# The task:
I would like you to print all the records below exactly as they are.

# Information provided:

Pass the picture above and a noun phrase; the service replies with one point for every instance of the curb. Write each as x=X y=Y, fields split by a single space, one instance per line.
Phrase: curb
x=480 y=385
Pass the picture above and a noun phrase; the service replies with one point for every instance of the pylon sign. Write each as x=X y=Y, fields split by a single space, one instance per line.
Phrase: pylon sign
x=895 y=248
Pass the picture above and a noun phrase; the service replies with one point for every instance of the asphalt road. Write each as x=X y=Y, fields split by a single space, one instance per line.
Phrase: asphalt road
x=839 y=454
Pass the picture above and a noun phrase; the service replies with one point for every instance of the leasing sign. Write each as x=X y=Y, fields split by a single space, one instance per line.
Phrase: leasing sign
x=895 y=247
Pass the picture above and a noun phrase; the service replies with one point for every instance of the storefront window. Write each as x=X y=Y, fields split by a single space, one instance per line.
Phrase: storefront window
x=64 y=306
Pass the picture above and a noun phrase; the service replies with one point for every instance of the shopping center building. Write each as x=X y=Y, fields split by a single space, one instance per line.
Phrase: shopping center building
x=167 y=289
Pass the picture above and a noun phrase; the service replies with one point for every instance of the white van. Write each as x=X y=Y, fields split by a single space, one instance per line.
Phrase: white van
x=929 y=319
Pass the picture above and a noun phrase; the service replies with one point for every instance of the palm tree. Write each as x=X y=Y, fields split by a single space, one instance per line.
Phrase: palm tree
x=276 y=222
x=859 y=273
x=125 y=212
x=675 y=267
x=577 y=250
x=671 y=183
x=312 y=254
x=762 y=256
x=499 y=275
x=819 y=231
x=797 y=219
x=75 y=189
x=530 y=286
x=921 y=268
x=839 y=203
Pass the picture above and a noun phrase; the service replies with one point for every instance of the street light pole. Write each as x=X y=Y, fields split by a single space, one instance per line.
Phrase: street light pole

# Solution to the exercise:
Pass the picture above and a noun phrase; the service replies with one point for every instance of the curb. Write each as x=X y=Y, fields split by a single space, one instance per line.
Phrase: curb
x=480 y=385
Pass the picture above and a noun phrase; the service replies with one point for every instance of the pylon sign. Write each as x=X y=Y, fields split by a single space, one instance per line.
Phrase: pylon sign
x=895 y=248
Pass the picture above and a noun phrase; the service replies with one point for every instance of the asphalt road. Write each as x=X y=Y, fields split by a single space, one instance per line.
Phrase: asphalt road
x=839 y=454
Pass the picture above and a noun phrase; the service replies with one point for every instance of the leasing sign. Write each as x=X y=Y, fields split by a single space, one instance per line.
Phrase: leasing sign
x=895 y=247
Pass the picture above and a noun phrase; the service replies with one point for every instance of the storefront window. Write each as x=X y=Y, fields split by a single space, one instance per line.
Phrase: storefront window
x=64 y=306
Pass the picture above and a noun phrase; the service replies with one point for every instance of the shopping center building. Write each as x=X y=Y, fields split by a single space, one instance per line.
Phrase: shopping center building
x=167 y=289
Pass the picture above and a noun phrase; the service replies with one point for every instance of the white van. Write each as x=X y=Y, fields split by a single space, one instance per line.
Phrase: white van
x=929 y=319
Pass the picture above and a noun phrase; the service replies with one point for every instance of the palm tree. Write each as x=X y=Y, fields split by a single space, one instance per line.
Phrase: palm tree
x=276 y=222
x=859 y=273
x=125 y=212
x=675 y=267
x=577 y=250
x=671 y=183
x=312 y=254
x=762 y=256
x=499 y=275
x=819 y=231
x=797 y=219
x=75 y=189
x=530 y=286
x=921 y=268
x=839 y=203
Pass the picture above and a noun phrase; the service replies with one point for every instance of the street light pole. Write each as x=X y=Y, fields split by a single space, one instance per line.
Phrase: street light pole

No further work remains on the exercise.